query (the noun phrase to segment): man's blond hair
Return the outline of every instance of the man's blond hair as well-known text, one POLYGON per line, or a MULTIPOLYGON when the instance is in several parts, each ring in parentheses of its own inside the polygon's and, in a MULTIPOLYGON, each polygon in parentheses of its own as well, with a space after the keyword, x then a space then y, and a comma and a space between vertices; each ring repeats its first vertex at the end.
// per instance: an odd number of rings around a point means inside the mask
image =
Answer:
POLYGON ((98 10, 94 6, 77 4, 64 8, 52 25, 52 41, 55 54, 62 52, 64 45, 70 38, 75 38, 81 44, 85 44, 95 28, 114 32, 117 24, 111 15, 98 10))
________________________
What is being asked
Quote the line that contains "inside the mask" and each line after it through the end of the data, exactly, leaving out everything else.

Response to this task
// per instance: an odd number of rings around a point means inside the mask
image =
Answer:
POLYGON ((98 10, 94 6, 77 4, 64 8, 52 25, 52 41, 55 54, 62 52, 64 45, 70 38, 75 38, 81 44, 85 44, 95 28, 114 32, 117 24, 111 15, 98 10))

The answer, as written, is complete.